## Passage provided

THE Church of England will continue to invest in fossil-fuel companies, but will pull out its money if they stop listening to its demands to tackle climate change, the General Synod agreed on Monday.
Two motions on climate change were passed with overwhelming majorities, after the Synod heard that climate change was a “spiritual problem” and that there was a “moral imperative” to act. The debates were informed by pleas from Anglicans across the Communion. The Bishop of Fiji had told his counterpart in Salisbury: “The waters are coming up to our necks.”
The first motion, on combating climate change, anticipates the global summit that is due to take place in Paris in December. It urges governments to “agree long-term pathways to a low-carbon future” and endorses the World Bank’s call for the ending of fossil-fuel subsidies. It also looks inward, requesting the development of new “eco-theological resources” and encouraging parishes and dioceses to encourage a fast for climate change on the first day of each month.
It was passed by 305 to 6, with 4 recorded abstentions.
The second motion, on investments, says that “urgent action to reduce the consumption of fossil fuels” is required, and speaks of achieving this “without creating damaging and unintended consequences” through “political subtlety, flexibility, and a focus on achievable change”.
It welcomes the recent disinvestment by the Church’s national investment bodies (NIBs) from oil sands and thermal coal (News, 1 May), and urges them to “engage robustly with companies and policy-makers on the need to act to support the transition to a low-carbon economy”.
It was carried by 255 to 0 with no recorded abstentions.
For some, the threat of disinvestment did not go far enough.
The Revd Hugh Lee wished to amend the motion to threaten disinvestment from oil companies within three years “unless they have committed to ceasing oil exploration and reducing production consistently with limiting the global temperature rise to two degrees celcius”.
Clive Scowen described the threat of disinvestment as “rather peculiar”. He argued that oil companies “like nothing better than be shot of troublesome activist shareholders. It will not leave the boards of BP and Shell quaking in their boots but singing in their bars.”

## Short task 1
In the article on the General Synod's climate change votes, what was the vote count for the first motion?
## Short task 2
Pull out each line of the records that contains the string "curtain".

## Records for this exercise
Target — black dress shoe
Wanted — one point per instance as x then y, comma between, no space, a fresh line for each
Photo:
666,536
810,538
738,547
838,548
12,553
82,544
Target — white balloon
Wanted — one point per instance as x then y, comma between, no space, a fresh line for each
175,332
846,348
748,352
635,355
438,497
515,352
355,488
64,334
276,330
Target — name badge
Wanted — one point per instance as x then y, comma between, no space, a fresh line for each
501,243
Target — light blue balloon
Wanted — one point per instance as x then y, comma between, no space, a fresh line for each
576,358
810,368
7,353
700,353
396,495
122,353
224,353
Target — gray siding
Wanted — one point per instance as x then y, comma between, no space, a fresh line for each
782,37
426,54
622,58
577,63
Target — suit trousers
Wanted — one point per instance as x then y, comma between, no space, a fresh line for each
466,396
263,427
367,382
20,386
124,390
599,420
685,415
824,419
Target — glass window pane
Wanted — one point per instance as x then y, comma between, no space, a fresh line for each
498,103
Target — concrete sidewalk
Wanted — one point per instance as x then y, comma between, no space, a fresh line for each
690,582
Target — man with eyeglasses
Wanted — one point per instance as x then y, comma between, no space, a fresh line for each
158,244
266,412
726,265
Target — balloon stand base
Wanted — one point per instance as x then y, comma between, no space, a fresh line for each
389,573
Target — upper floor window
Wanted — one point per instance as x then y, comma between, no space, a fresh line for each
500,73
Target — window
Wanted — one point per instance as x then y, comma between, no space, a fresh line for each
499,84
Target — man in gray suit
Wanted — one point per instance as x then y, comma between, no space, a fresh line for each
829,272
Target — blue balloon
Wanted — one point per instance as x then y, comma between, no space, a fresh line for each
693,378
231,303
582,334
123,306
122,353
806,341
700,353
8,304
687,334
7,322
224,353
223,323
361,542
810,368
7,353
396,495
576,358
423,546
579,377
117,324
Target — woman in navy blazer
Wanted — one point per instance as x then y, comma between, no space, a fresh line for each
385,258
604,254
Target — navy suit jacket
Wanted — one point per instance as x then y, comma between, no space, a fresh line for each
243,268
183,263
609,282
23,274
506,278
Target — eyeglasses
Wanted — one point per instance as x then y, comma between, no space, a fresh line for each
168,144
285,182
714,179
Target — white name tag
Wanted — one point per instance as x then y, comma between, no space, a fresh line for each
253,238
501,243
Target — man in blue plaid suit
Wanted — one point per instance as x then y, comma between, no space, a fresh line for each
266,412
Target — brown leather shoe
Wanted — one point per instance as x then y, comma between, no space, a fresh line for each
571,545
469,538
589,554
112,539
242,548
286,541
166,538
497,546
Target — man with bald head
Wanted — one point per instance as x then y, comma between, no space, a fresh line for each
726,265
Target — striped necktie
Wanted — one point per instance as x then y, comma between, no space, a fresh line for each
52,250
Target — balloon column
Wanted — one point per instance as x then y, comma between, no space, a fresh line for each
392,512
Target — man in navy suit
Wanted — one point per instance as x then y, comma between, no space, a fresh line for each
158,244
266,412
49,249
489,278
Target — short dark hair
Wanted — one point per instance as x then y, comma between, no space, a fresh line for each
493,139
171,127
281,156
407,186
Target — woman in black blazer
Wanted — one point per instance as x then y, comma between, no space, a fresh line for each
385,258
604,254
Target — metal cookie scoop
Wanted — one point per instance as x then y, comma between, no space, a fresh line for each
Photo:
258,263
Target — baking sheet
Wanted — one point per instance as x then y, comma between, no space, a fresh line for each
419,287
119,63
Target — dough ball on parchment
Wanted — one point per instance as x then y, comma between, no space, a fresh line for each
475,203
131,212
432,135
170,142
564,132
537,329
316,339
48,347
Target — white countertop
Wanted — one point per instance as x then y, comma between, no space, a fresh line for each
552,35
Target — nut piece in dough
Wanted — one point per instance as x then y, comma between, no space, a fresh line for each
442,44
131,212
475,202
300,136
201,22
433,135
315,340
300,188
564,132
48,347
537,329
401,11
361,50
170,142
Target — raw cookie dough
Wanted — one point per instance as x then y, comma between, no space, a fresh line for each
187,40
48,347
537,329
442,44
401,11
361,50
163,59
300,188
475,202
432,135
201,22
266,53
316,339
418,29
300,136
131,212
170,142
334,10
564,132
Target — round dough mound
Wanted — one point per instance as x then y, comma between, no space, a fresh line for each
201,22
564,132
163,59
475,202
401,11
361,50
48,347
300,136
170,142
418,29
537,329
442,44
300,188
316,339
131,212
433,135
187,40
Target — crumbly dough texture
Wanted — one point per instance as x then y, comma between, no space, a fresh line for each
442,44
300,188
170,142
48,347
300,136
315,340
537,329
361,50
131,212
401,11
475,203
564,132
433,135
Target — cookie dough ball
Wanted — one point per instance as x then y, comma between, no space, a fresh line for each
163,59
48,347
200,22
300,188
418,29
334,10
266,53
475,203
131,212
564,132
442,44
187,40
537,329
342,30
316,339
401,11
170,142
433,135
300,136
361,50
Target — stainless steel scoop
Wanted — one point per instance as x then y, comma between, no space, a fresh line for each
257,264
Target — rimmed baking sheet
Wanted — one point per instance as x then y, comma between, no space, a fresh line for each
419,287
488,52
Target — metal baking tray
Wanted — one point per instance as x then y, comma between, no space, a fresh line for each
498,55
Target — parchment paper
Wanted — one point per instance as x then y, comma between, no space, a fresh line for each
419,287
--
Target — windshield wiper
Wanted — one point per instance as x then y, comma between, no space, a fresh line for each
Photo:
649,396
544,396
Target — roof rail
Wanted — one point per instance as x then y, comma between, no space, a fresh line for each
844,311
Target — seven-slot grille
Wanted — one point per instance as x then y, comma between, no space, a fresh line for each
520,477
--
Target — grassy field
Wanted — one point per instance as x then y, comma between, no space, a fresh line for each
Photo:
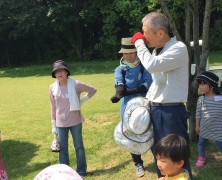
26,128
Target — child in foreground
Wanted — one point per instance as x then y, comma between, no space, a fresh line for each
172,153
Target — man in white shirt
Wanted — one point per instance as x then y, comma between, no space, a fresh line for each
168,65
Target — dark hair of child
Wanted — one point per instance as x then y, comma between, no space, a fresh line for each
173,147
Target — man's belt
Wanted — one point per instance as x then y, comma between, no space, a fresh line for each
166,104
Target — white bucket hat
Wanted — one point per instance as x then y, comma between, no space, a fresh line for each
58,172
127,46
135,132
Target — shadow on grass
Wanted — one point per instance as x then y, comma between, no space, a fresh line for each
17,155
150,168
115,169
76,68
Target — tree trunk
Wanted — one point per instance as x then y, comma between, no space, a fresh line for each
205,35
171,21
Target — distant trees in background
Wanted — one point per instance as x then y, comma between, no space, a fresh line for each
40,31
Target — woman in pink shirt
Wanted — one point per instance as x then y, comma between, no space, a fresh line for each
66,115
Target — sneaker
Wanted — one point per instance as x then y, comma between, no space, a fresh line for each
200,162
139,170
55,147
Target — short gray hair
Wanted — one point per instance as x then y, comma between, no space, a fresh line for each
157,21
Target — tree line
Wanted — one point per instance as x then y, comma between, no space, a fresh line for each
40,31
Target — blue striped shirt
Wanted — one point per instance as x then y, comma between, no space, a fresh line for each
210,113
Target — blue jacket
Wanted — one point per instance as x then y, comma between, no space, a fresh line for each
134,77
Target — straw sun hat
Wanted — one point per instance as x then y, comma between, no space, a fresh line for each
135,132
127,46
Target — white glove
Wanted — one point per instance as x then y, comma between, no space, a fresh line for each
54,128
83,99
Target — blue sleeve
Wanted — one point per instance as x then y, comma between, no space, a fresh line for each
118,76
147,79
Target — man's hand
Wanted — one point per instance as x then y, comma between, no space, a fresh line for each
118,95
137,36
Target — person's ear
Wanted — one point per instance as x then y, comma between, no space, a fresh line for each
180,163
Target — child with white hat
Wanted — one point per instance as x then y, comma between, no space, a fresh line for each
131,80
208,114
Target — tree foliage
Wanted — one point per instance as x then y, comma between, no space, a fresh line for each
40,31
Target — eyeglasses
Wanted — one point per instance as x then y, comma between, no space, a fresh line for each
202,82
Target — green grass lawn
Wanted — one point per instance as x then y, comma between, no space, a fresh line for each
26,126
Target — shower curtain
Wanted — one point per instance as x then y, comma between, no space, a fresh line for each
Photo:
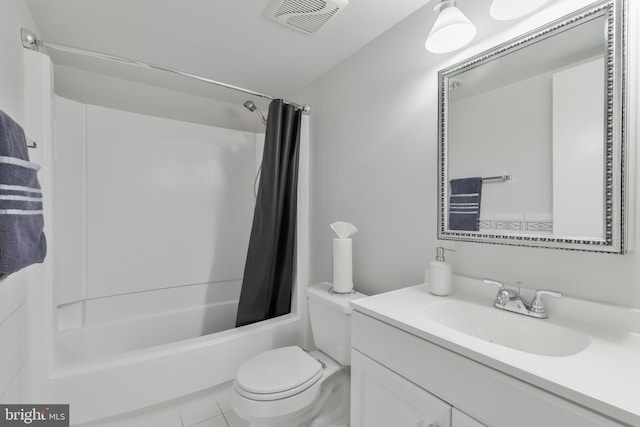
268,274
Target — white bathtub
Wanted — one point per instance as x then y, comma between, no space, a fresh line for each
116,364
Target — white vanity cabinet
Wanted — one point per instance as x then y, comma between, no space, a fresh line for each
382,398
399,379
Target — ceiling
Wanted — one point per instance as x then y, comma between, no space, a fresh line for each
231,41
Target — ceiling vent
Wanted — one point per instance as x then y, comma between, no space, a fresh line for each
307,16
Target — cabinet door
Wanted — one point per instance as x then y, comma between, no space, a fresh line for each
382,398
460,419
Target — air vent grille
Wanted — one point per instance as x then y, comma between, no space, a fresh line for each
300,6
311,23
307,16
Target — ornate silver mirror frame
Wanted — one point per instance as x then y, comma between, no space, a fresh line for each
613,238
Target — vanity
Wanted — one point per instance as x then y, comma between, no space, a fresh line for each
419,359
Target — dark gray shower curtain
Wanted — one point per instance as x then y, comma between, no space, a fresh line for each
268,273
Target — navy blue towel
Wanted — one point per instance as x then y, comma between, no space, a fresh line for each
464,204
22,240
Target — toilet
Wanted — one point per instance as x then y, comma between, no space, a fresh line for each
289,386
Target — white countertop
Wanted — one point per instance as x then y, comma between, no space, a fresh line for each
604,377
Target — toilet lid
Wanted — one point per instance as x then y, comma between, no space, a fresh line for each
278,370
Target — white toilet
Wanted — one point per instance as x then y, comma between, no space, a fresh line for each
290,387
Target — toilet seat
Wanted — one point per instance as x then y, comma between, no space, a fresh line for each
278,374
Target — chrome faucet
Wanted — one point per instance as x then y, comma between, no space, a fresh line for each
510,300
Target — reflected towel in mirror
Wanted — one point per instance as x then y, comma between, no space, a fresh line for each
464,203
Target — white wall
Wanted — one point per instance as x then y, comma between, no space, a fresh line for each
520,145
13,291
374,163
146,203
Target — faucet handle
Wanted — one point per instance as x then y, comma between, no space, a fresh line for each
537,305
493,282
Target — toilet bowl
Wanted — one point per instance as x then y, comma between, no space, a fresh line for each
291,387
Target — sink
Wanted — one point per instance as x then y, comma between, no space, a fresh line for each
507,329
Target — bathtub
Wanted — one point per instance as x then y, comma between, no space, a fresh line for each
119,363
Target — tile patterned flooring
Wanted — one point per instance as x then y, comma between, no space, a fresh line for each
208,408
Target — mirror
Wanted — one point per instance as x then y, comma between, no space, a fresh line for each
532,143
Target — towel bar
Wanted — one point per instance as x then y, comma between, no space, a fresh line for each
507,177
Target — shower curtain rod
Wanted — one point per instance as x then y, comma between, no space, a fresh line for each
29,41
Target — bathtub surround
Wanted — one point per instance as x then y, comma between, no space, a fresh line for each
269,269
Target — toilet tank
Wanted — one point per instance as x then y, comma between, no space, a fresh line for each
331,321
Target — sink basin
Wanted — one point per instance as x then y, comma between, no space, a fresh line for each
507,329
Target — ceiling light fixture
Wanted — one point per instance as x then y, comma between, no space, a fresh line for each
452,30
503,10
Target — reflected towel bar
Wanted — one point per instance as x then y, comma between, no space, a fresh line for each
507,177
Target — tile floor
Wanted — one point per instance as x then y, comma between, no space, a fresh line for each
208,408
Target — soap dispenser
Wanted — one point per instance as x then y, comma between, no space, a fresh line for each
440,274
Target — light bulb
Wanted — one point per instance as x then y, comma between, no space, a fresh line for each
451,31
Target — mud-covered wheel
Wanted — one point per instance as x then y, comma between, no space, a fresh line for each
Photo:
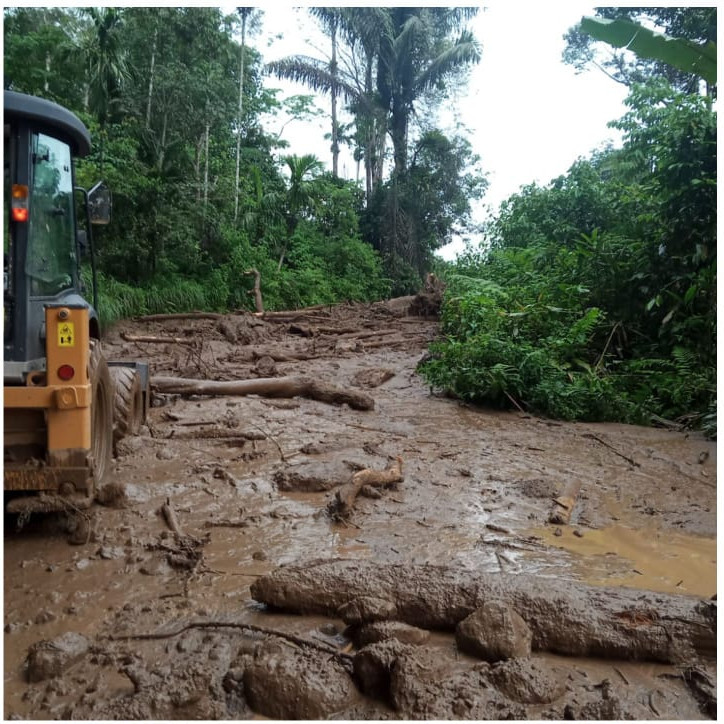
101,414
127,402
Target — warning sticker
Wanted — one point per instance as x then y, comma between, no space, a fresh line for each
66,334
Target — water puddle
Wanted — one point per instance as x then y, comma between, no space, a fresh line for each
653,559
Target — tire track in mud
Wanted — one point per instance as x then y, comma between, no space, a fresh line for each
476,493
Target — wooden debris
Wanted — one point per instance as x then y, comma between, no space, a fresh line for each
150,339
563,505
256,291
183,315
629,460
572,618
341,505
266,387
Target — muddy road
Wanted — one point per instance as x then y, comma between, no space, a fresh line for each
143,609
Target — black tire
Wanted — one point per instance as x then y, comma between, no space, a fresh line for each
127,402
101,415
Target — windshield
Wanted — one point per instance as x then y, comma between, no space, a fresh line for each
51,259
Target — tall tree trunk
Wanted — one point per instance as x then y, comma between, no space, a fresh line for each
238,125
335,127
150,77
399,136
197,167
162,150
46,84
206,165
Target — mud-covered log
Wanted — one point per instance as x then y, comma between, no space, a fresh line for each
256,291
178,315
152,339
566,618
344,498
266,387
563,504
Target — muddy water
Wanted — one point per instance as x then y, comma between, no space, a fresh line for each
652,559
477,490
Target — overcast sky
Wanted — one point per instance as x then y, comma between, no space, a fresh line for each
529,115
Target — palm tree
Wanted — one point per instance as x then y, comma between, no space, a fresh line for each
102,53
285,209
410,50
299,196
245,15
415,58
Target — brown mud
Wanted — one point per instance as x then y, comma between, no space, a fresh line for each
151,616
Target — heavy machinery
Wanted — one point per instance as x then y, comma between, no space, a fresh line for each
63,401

## Reply 1
It passed 305 to 6, with 4 recorded abstentions.

## Reply 2
Target — shower curtain
Target — dark gray shower curtain
Target — shower curtain rod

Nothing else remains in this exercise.